◆ What the task requires: Exactly as they appear below, repeat the lines from the one with "pin the umbrella canopy, one dot per instance" through the one with "pin the young", and no others.

[Referring expression pointing data]

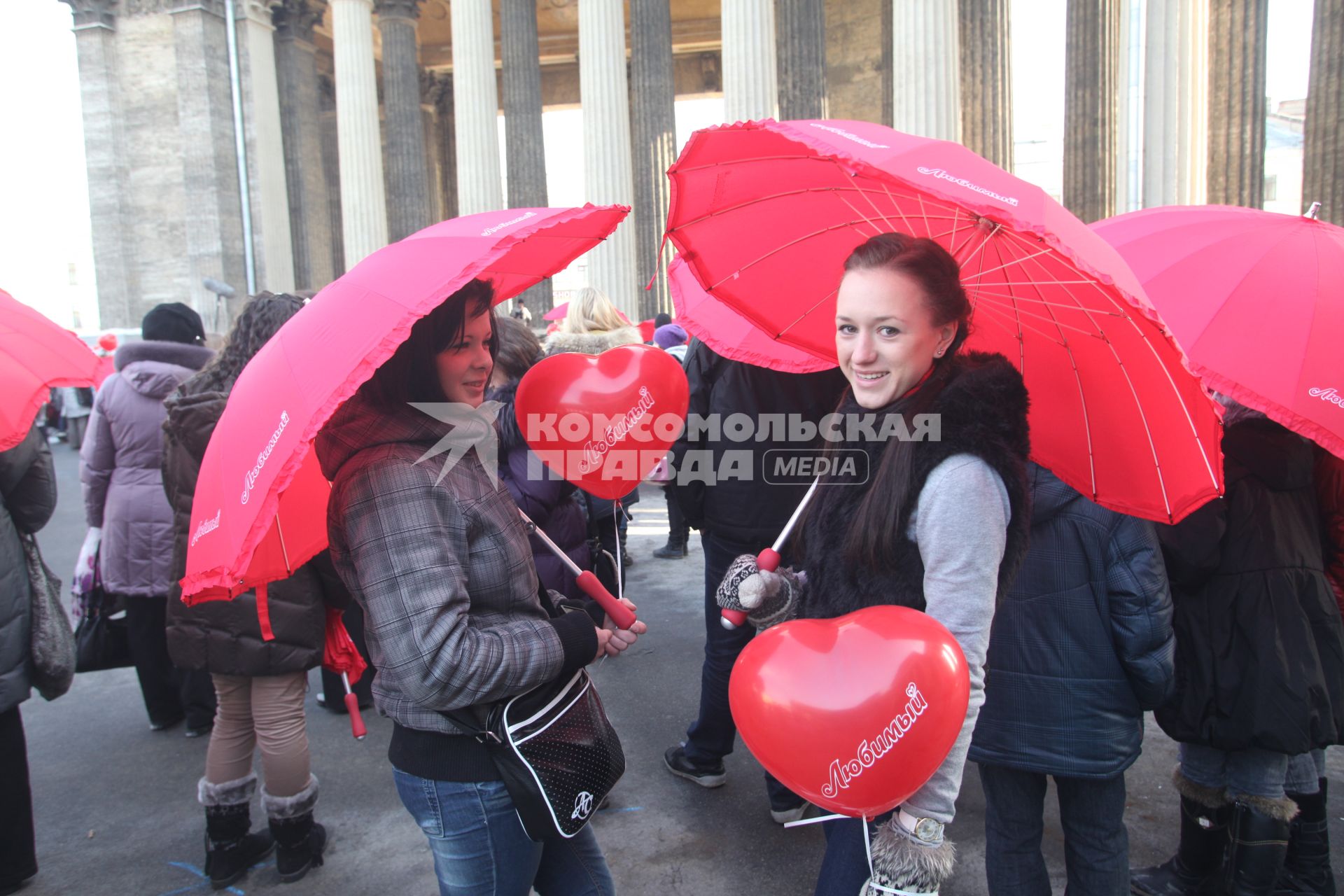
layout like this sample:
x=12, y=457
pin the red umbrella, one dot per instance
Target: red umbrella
x=35, y=355
x=260, y=450
x=727, y=332
x=766, y=213
x=342, y=656
x=1254, y=298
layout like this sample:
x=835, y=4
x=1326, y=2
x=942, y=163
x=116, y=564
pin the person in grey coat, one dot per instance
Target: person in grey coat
x=27, y=498
x=1081, y=647
x=131, y=526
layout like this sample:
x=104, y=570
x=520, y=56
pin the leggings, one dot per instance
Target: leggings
x=267, y=713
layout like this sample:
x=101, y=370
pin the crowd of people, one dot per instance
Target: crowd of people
x=1073, y=620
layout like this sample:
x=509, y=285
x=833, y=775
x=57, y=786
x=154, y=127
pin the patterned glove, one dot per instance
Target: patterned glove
x=765, y=597
x=904, y=864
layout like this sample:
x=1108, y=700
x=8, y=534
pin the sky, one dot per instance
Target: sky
x=46, y=255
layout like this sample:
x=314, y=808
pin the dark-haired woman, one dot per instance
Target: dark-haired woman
x=260, y=684
x=939, y=526
x=547, y=500
x=437, y=556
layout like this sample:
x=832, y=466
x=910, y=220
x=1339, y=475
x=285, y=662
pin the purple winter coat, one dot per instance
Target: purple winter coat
x=121, y=465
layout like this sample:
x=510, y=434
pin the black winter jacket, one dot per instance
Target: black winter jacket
x=1081, y=645
x=225, y=637
x=1260, y=648
x=27, y=500
x=746, y=511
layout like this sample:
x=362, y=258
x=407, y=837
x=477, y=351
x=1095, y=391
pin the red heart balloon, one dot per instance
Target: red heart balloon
x=604, y=421
x=853, y=713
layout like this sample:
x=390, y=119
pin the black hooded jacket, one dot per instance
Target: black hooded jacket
x=1260, y=648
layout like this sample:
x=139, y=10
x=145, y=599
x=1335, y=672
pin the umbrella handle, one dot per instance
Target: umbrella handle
x=356, y=723
x=766, y=561
x=620, y=613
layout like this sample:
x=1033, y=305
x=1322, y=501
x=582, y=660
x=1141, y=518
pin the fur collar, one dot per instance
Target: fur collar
x=590, y=343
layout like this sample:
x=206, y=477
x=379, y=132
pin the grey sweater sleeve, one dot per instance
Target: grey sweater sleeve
x=961, y=528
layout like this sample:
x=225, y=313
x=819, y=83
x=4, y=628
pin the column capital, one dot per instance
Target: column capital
x=397, y=8
x=296, y=19
x=93, y=14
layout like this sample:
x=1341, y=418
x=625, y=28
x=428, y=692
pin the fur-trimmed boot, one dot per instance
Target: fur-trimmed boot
x=1257, y=844
x=1196, y=867
x=299, y=839
x=230, y=850
x=899, y=862
x=1307, y=868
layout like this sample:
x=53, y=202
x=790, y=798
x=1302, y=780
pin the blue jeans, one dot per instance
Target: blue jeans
x=1243, y=773
x=1092, y=812
x=480, y=848
x=711, y=735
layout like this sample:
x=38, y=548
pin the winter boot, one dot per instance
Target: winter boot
x=1307, y=868
x=230, y=850
x=1196, y=867
x=1257, y=844
x=299, y=839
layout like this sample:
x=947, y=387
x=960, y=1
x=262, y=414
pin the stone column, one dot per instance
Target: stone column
x=300, y=124
x=214, y=226
x=1176, y=102
x=476, y=106
x=363, y=198
x=655, y=144
x=1323, y=168
x=100, y=99
x=606, y=146
x=987, y=80
x=438, y=93
x=1237, y=52
x=749, y=73
x=802, y=49
x=268, y=192
x=407, y=171
x=524, y=147
x=925, y=49
x=1092, y=61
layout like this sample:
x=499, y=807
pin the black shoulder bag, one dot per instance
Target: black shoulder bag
x=555, y=750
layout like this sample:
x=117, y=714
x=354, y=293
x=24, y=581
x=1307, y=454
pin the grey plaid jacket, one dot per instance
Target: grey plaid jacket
x=442, y=571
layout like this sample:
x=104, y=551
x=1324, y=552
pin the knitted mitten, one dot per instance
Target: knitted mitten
x=906, y=864
x=765, y=597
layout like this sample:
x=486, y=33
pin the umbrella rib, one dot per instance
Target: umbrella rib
x=1180, y=399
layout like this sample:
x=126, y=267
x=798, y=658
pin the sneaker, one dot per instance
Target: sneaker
x=792, y=813
x=705, y=776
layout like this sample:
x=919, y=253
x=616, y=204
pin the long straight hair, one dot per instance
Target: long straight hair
x=882, y=508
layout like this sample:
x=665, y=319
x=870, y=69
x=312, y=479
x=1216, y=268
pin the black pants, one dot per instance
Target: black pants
x=18, y=855
x=169, y=692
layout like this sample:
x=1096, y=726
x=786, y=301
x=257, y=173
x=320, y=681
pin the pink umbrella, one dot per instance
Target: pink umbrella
x=727, y=332
x=321, y=355
x=766, y=213
x=1254, y=298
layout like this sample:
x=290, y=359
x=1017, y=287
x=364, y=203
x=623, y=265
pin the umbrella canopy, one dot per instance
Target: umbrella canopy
x=323, y=354
x=35, y=355
x=727, y=332
x=1254, y=298
x=766, y=213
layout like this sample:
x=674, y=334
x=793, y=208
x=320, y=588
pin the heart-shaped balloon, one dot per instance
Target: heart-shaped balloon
x=853, y=713
x=604, y=421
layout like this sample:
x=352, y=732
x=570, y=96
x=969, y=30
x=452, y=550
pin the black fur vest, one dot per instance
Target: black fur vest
x=983, y=407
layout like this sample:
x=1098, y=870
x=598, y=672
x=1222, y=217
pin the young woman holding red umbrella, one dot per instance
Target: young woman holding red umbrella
x=937, y=526
x=440, y=562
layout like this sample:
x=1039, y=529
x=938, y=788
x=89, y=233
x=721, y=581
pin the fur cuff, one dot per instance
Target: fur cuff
x=1284, y=811
x=901, y=862
x=1209, y=797
x=283, y=808
x=230, y=793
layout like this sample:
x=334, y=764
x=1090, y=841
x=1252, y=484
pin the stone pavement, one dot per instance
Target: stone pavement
x=118, y=814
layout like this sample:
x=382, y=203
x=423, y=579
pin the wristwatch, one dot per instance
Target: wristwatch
x=926, y=830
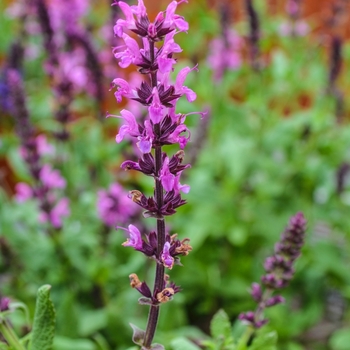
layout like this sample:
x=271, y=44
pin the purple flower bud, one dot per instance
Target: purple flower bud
x=166, y=258
x=134, y=239
x=274, y=300
x=4, y=304
x=256, y=292
x=166, y=177
x=156, y=109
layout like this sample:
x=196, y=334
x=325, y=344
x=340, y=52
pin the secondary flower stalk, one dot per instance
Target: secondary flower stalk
x=162, y=126
x=46, y=179
x=279, y=271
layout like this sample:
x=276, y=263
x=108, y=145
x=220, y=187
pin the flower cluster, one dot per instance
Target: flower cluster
x=114, y=206
x=279, y=271
x=169, y=256
x=153, y=54
x=72, y=63
x=46, y=179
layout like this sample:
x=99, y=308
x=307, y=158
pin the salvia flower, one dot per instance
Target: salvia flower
x=114, y=206
x=161, y=126
x=4, y=304
x=46, y=181
x=279, y=271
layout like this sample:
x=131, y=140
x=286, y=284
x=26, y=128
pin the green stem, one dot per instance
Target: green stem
x=10, y=336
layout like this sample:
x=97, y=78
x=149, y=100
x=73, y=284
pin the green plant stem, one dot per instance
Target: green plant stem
x=10, y=336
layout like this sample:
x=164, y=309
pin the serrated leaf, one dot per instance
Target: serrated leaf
x=266, y=341
x=220, y=326
x=44, y=321
x=64, y=343
x=183, y=344
x=138, y=334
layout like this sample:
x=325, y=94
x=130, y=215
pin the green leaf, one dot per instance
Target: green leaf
x=220, y=326
x=183, y=344
x=138, y=334
x=63, y=343
x=265, y=341
x=44, y=321
x=340, y=339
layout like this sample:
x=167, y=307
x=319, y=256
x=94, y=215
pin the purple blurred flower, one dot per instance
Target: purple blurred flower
x=166, y=258
x=51, y=178
x=55, y=217
x=280, y=271
x=134, y=239
x=298, y=28
x=114, y=206
x=4, y=304
x=23, y=192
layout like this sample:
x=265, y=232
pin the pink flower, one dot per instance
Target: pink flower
x=134, y=239
x=58, y=212
x=114, y=206
x=51, y=178
x=23, y=192
x=43, y=146
x=166, y=177
x=156, y=110
x=166, y=258
x=131, y=54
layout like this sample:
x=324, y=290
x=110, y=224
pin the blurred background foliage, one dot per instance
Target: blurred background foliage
x=276, y=140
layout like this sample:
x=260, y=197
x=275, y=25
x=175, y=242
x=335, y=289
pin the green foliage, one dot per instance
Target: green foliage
x=273, y=147
x=44, y=321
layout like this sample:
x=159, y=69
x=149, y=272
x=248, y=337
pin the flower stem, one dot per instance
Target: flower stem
x=159, y=278
x=10, y=336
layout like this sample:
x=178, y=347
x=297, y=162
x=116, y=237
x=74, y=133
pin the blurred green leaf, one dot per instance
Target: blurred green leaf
x=44, y=321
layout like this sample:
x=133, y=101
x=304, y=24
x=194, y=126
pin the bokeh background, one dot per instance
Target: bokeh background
x=275, y=141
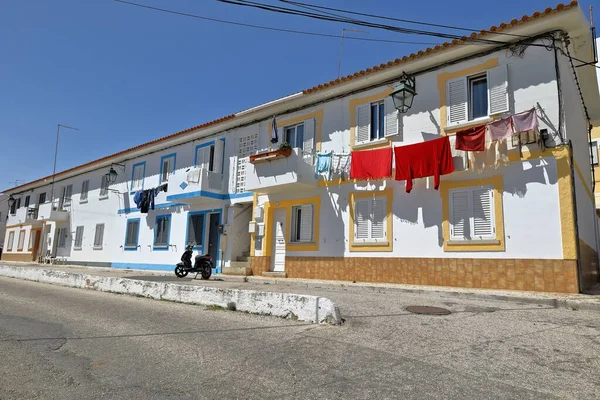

◆ Task result:
pin the umbrella canopy, one dot per instance
Target: umbrella canopy
x=323, y=354
x=35, y=355
x=727, y=332
x=1254, y=298
x=766, y=213
layout like this sample:
x=674, y=334
x=793, y=208
x=320, y=588
pin the heart-shaped balloon, one dot per instance
Target: heart-shaped balloon
x=853, y=713
x=604, y=421
layout like this sample:
x=352, y=732
x=570, y=96
x=969, y=30
x=452, y=550
pin the black fur vest, one dot per instance
Target: black fur vest
x=983, y=407
layout like this sample:
x=1098, y=870
x=598, y=672
x=1222, y=217
pin the young woman holding red umbrella, one dot per instance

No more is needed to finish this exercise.